### Written exercise 1
Update the dental composite excerpt for the part that opens with the words "The effectiveness of" and closes with "in the material18-21.", changing "mechanical properties" to "physical properties".
### Written exercise 2
Answer these questions from the dental composite excerpt:
(a) What can unreacted monomers and functional groups within the polymer act as?
(b) What does the DC measure, as a percentage?
(c) Which analysis method has been used to perform analyses of the DC?

++++ Document excerpt ++++

For composite resin-based materials (CRM) used in dentistry, the reaction of the carbon-carbon double bonds (C=C) at the functional methacrylate groups of the monomers is important for the mechanical and physical properties of the resultant polymer. It is already known that not all double bonds react during the photopolymerization process1. Unreacted monomers and/or functional groups within the polymer can act as plasticizers and, therefore, have a negative impact on the mechanical properties1-5. Factors including type of monomers used and their viscosity6, the amount and type of filler particles7, the amount and type of initiators8-9, the curing device and the irradiation time10-11 have been found influencing the DC.

The effectiveness of the photopolymerization process can be measured by the DC (i.e. percentage of the reacted aliphatic carbon-carbon double bonds) and has been directly correlated with mechanical properties (e.g. hardness and shrinkage) of the composite resin-based materials6,12-17. Analyses of the DC have been performed using Fourier transformed (FT)-Raman spectroscopy, an effective quantitative method to analyze the reacted functional groups in the material18-21.

++++ Supplied entries ++++

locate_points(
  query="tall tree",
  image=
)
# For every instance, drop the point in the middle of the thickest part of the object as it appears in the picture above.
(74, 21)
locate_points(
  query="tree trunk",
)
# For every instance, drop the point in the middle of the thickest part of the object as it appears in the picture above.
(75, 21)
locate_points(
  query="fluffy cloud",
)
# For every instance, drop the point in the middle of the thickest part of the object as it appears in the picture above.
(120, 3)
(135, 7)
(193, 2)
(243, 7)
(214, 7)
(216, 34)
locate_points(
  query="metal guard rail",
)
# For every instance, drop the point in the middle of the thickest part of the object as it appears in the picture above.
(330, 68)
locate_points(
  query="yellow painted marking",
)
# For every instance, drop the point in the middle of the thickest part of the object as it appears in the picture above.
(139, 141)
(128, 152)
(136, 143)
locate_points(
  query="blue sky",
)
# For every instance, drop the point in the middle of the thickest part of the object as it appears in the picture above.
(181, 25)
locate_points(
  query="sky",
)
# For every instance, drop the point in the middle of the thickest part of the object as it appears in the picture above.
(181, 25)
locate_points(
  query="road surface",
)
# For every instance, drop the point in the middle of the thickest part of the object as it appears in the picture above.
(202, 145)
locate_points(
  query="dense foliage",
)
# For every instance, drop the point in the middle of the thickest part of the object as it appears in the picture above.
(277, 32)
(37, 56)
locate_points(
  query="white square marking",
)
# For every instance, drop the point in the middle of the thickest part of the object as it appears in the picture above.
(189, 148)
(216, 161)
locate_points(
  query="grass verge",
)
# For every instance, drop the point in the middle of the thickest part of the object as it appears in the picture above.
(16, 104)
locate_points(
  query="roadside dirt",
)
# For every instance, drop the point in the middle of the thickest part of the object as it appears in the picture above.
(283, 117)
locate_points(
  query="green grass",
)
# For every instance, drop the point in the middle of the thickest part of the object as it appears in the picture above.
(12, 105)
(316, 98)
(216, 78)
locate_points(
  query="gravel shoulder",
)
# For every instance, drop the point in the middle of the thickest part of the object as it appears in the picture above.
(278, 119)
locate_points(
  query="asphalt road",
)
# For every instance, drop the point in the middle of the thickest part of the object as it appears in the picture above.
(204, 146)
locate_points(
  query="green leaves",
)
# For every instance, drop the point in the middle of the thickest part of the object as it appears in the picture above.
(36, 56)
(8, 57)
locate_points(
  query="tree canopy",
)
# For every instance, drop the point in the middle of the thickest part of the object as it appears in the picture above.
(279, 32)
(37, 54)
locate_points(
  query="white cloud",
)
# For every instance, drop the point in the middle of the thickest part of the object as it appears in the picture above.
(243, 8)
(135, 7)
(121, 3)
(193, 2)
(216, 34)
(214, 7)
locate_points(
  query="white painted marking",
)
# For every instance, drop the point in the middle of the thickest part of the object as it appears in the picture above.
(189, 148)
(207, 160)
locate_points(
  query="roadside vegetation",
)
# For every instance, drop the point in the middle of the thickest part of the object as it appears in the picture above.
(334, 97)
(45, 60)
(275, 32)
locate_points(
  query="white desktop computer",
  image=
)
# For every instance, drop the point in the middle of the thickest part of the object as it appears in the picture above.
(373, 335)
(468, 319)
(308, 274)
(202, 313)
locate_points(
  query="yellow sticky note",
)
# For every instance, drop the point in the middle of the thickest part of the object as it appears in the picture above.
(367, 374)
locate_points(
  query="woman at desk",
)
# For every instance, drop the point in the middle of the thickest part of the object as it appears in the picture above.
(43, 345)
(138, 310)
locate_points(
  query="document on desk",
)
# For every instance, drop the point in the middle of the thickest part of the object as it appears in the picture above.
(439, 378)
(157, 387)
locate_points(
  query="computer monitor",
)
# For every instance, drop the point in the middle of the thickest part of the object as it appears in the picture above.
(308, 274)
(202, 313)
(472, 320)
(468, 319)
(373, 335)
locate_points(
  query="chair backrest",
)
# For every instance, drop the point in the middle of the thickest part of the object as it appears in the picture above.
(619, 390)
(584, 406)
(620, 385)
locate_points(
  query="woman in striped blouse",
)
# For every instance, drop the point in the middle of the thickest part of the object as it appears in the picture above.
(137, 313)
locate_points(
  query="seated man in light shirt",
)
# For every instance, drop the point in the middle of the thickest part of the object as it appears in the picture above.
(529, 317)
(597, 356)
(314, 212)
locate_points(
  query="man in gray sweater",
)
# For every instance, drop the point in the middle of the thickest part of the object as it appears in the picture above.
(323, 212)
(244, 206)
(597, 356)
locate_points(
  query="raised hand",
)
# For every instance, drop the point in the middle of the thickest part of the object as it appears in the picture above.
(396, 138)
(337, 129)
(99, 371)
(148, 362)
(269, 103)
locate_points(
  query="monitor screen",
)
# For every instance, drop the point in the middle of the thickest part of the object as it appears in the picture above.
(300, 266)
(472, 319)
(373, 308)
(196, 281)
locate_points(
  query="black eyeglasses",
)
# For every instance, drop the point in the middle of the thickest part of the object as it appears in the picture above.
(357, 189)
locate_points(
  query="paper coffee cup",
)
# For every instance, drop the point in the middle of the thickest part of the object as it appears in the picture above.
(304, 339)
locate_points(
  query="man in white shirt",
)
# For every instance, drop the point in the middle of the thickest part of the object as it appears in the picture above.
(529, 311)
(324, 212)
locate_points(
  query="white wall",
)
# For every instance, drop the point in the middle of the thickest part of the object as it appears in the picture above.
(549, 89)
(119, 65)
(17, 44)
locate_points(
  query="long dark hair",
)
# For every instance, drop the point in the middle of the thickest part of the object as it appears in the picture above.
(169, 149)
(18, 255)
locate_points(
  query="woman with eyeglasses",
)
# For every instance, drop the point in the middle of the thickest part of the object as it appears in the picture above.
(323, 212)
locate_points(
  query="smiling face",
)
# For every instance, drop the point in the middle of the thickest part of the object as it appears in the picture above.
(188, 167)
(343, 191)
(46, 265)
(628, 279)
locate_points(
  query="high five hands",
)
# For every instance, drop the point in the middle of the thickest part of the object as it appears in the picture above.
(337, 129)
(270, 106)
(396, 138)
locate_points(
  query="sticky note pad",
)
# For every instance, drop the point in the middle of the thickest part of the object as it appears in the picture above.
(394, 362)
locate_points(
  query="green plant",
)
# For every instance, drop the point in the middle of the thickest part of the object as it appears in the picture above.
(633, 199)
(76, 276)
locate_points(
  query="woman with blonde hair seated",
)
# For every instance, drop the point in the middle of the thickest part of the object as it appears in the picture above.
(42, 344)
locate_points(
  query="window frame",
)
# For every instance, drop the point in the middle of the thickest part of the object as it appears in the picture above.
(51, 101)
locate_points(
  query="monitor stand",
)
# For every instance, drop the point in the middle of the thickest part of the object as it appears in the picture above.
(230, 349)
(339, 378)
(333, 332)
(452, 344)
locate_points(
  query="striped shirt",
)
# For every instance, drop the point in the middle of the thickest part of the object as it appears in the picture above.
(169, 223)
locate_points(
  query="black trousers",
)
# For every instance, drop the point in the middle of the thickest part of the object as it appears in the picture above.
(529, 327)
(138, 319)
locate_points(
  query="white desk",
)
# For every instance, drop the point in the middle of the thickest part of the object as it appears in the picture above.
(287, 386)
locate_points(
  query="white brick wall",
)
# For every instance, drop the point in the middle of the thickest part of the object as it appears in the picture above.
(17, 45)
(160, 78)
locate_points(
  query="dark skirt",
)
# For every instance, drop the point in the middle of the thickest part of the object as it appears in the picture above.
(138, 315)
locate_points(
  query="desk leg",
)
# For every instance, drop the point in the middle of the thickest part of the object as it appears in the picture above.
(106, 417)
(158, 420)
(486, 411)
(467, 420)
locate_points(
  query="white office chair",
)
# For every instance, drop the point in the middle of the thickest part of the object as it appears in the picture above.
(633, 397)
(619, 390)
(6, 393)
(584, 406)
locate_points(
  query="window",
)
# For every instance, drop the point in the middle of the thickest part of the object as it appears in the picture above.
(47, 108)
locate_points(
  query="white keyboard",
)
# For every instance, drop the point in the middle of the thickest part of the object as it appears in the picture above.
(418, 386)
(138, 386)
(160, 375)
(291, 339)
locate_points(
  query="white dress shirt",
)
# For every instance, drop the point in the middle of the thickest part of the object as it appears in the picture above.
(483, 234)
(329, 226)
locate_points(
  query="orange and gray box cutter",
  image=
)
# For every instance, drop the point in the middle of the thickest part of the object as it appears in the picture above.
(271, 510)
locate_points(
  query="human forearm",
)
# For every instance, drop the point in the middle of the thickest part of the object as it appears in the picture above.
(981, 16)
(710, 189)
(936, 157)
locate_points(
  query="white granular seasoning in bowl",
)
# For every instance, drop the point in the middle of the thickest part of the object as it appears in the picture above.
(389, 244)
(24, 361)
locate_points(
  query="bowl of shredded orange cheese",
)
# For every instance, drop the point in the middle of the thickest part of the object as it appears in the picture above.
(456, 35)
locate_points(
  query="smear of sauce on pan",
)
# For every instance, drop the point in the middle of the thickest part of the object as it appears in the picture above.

++++

### Output 1
The effectiveness of the photopolymerization process can be measured by the DC (i.e. percentage of the reacted aliphatic carbon-carbon double bonds) and has been directly correlated with physical properties (e.g. hardness and shrinkage) of the composite resin-based materials6,12-17. Analyses of the DC have been performed using Fourier transformed (FT)-Raman spectroscopy, an effective quantitative method to analyze the reacted functional groups in the material18-21.

### Output 2
(a) Plasticizers.
(b) The percentage of the reacted aliphatic carbon-carbon double bonds.
(c) Fourier transformed (FT)-Raman spectroscopy.